** START DATASET **
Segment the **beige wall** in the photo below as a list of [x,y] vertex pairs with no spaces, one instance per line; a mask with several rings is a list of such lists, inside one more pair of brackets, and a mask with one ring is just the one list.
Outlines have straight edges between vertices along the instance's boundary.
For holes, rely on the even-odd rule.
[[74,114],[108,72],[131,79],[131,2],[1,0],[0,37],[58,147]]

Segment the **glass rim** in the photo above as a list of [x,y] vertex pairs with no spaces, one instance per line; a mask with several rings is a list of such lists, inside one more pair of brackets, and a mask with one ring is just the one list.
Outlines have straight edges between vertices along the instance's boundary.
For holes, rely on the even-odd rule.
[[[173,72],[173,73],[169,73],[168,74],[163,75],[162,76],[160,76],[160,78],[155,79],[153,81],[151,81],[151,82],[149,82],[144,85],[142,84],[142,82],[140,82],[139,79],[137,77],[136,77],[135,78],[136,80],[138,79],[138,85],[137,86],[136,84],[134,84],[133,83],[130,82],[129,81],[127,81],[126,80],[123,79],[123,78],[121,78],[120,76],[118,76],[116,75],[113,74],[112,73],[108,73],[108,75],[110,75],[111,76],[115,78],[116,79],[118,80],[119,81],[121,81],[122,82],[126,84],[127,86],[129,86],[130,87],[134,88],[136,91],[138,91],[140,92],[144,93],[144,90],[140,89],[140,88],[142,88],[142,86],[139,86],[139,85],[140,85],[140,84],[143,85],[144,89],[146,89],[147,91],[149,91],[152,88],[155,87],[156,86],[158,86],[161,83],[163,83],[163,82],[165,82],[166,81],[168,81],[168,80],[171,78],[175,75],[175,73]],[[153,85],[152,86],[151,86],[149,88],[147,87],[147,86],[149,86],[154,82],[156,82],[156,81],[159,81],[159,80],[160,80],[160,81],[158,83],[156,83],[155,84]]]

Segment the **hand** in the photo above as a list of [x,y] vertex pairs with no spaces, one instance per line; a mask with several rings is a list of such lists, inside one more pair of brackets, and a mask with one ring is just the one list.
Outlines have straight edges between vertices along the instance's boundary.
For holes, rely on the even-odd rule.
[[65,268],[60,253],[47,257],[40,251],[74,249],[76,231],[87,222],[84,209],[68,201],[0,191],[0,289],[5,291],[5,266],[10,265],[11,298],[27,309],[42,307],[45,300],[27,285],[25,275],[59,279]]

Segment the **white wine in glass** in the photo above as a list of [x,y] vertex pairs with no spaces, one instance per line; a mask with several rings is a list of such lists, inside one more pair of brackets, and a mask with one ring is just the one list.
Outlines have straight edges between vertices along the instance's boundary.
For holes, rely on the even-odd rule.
** END DATASET **
Format all of the entries above as a Markdown table with the columns "Number" and "Text," placing one line in each row with its row number, and omit blank lines.

THE REPLY
| Number | Text |
|---|---|
| 1 | Segment the **beige wall** in the photo below as a list of [x,y] vertex pairs with no spaces, one instance per line; a mask with several rings is a list of such lists, inside one more pair of brackets, and a mask with one ring is just the one list. |
| 2 | Outlines have straight edges between vertices along the instance's boundary. |
| 3 | For holes, rely on the even-odd rule. |
| 4 | [[74,114],[108,72],[131,79],[131,2],[1,0],[0,37],[58,147]] |
| 5 | Segment the **glass rim** in the photo above as a list of [x,y] vertex pairs with no spaces, one instance per line; a mask with several rings is a list of such lists, inside one more pair of brackets, and a mask with one ring is just the one list. |
| 6 | Outlines have straight edges between vertices along the instance's boundary. |
| 7 | For holes, rely on the even-odd rule. |
| 8 | [[[173,72],[173,73],[169,73],[168,74],[163,75],[162,76],[160,76],[160,78],[155,79],[153,81],[151,81],[151,82],[149,82],[144,85],[142,84],[142,82],[140,82],[139,79],[137,77],[136,77],[135,78],[136,80],[138,79],[138,85],[137,86],[136,84],[134,84],[133,83],[130,82],[129,81],[127,81],[126,80],[123,79],[123,78],[121,78],[120,76],[118,76],[116,75],[113,74],[112,73],[108,73],[108,75],[110,75],[111,76],[115,78],[116,79],[118,80],[119,81],[121,81],[122,82],[126,84],[127,86],[129,86],[130,87],[134,88],[136,91],[138,91],[140,92],[144,93],[144,90],[140,89],[140,88],[142,88],[142,86],[139,86],[139,85],[140,85],[140,84],[143,85],[144,89],[146,89],[147,91],[149,91],[152,88],[155,87],[156,86],[158,86],[161,83],[163,83],[163,82],[165,82],[166,81],[168,81],[168,80],[171,78],[175,75],[175,73]],[[153,85],[152,86],[151,86],[149,88],[147,87],[147,86],[149,86],[154,82],[156,82],[156,81],[159,81],[159,80],[160,80],[160,81],[158,83],[156,83],[155,84]]] |
| 9 | Segment the **hand** in the photo above as a list of [x,y] vertex pairs with no spaces, one instance per line; a mask with several rings is a list of such lists, inside one more pair of brackets, and a mask with one ring is just the one list. |
| 10 | Outlines have straight edges between vertices along the instance's boundary. |
| 11 | For holes, rely on the even-odd rule. |
| 12 | [[65,268],[60,253],[47,257],[40,251],[74,249],[76,231],[87,222],[84,209],[68,201],[0,191],[0,289],[5,291],[5,266],[10,265],[11,298],[27,309],[42,307],[45,300],[27,285],[25,275],[59,279]] |
| 13 | Segment the **white wine in glass** in the photo above as a list of [x,y] vertex pairs with no spaces, one instance per line; a mask with several rings is a list of such lists, inside one more pair of brackets, and a mask with one ring is just the one list. |
| 14 | Outlines have straight edges between vertices along the instance's boundary. |
| 15 | For holes, rely on the even-odd rule. |